• [Отрывок]

>>>

М. Н. Климова: Читала Елена Константиновна «без бумажки», но от основной темы не отклонялась, эмоционально, но вдумчиво, отчего казалось, что текст лекции рождается прямо на наших глазах. В её обращении к нам не было ни высокомерия, ни снисходительности а только доброжелательность и стремление поделиться тем, что интересно ей самой.

У Елены Константиновны был свой спецсеминар, собиравшийся с завидной регулярностью.

Т. Ф. Чалкова: Этот семинар благодаря стараниям нашего руководителя выходил далеко за рамки обычной учебной программы и стал для нас окном в большую науку. Например, я до сих пор помню свои впечатления от книги В. Я. Проппа «Исторические корни волшебной сказки», которую открыла для нас Елена Константиновна; помню наши неумелые сообщения, которые мы все вместе «превращали» в научные доклады.

М. Н. Климова: С первых дней работы в семинаре Е.К. (мы втайне е называли её тогда «шефиня») мягко, но неустанно учила нас не только работе с рукописями (что для филолога-древника тогда считалось необходимым), но и уважению к предшественникам, скрупулёзности анализа и выветренности выводов словом научной добросовестности. Некоторые уроки того времени я запомнил на всю жизнь. Так, после не слишком удачного доклада на одной из студенческих конференций я раз и навсегда усвоила необходимость соблюдения регламента. Конечно, всё это азы научной работы, но сколько молодых и не очень молодых учёных сейчас их не знает... «Шефиня» познакомила участников семинара с сотрудниками сектора археографии и источниковедения Сибири, в котором она тогда работала. По её настоятельной рекомендации мы закрепили навыки работы со славянскими рукописями в крупнейших древлехранилищах Москвы и Ленинграда.

<<<

• [Записанные данные]
>>>

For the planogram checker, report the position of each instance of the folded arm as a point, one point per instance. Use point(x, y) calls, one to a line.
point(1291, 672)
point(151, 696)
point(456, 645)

<<<

• [Задания]
1/ Перечислите всех людей, которые названы в отрывке по имени или инициалам.
2/ Процитируйте фрагмент отрывка от слов «М. Н. Климова: С первых дней» до слов «древлехранилищах Москвы и Ленинграда.» включительно.
3/ Переведите на английский язык следующее предложение из отрывка: «У Елены Константиновны был свой спецсеминар, собиравшийся с завидной регулярностью».

• [Ответы к заданиям]
1/ М. Н. Климова, Елена Константиновна, Т. Ф. Чалкова, В. Я. Пропп

2/
М. Н. Климова: С первых дней работы в семинаре Е.К. (мы втайне е называли её тогда «шефиня») мягко, но неустанно учила нас не только работе с рукописями (что для филолога-древника тогда считалось необходимым), но и уважению к предшественникам, скрупулёзности анализа и выветренности выводов словом научной добросовестности. Некоторые уроки того времени я запомнил на всю жизнь. Так, после не слишком удачного доклада на одной из студенческих конференций я раз и навсегда усвоила необходимость соблюдения регламента. Конечно, всё это азы научной работы, но сколько молодых и не очень молодых учёных сейчас их не знает... «Шефиня» познакомила участников семинара с сотрудниками сектора археографии и источниковедения Сибири, в котором она тогда работала. По её настоятельной рекомендации мы закрепили навыки работы со славянскими рукописями в крупнейших древлехранилищах Москвы и Ленинграда.

3/ Elena Konstantinovna had her own special seminar, which met with enviable regularity.